Listed entries:
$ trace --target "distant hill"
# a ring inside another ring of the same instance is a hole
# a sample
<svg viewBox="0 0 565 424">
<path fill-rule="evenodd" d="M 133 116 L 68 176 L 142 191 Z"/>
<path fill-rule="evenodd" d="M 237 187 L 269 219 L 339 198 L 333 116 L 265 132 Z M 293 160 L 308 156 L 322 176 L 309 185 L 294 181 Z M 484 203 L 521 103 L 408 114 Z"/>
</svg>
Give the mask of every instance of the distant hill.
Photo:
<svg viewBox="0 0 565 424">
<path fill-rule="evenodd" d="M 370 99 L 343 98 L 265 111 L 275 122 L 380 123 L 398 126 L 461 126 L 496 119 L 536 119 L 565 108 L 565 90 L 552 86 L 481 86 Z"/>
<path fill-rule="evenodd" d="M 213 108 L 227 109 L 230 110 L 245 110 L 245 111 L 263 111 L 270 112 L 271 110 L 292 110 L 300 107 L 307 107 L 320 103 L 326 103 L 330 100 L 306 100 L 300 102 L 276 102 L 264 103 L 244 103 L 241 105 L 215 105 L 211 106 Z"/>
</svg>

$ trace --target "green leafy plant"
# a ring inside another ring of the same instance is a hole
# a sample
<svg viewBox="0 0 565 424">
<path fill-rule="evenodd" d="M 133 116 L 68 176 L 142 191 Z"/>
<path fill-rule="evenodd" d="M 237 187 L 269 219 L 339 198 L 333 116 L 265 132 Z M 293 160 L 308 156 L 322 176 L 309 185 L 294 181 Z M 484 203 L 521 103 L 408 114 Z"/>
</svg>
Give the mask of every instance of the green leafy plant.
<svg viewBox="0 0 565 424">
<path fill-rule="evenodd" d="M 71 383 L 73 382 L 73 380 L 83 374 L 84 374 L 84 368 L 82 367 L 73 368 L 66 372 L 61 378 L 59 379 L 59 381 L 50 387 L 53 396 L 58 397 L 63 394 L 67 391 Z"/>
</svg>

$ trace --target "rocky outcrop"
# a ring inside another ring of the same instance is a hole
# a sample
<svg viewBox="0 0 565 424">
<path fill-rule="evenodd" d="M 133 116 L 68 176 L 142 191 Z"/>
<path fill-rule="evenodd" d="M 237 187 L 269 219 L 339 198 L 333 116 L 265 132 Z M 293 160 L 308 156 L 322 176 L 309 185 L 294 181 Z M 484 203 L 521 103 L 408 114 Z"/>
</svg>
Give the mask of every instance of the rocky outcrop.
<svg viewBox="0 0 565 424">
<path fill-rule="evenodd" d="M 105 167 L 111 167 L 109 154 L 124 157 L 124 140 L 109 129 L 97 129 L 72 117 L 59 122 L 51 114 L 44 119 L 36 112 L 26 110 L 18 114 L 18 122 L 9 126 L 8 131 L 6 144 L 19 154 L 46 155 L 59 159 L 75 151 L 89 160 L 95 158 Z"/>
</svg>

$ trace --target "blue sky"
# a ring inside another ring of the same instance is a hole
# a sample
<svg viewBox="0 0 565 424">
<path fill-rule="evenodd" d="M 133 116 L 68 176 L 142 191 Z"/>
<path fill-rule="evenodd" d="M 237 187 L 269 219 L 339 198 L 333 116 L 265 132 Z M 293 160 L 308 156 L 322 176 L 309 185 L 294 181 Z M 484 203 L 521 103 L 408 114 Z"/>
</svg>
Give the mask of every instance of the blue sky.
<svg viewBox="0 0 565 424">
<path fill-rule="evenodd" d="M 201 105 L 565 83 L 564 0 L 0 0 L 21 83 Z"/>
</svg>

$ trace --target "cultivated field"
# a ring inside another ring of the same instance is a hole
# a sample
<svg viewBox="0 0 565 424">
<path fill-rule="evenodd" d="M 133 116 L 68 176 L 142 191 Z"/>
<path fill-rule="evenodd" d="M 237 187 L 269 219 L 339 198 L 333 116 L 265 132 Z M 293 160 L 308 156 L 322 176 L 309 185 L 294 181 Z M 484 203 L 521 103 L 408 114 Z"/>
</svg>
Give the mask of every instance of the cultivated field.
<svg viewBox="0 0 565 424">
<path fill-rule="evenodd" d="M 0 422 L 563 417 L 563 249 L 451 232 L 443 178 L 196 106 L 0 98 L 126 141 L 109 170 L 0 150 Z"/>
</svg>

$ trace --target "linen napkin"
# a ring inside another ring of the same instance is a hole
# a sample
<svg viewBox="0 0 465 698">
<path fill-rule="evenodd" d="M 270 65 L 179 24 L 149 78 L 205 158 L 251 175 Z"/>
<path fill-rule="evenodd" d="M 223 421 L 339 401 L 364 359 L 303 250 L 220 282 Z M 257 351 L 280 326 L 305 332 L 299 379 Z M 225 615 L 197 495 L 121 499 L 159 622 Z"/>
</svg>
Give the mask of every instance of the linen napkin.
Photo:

Problem statement: Filter the records above, keeping only the lines that contain the string "trace", and copy each of those lines in full.

Exercise response:
$ trace --target "distant hill"
$ trace --target "green leafy plant"
$ trace --target "rocky outcrop"
$ trace --target "blue sky"
$ trace --target "cultivated field"
$ trace --target "linen napkin"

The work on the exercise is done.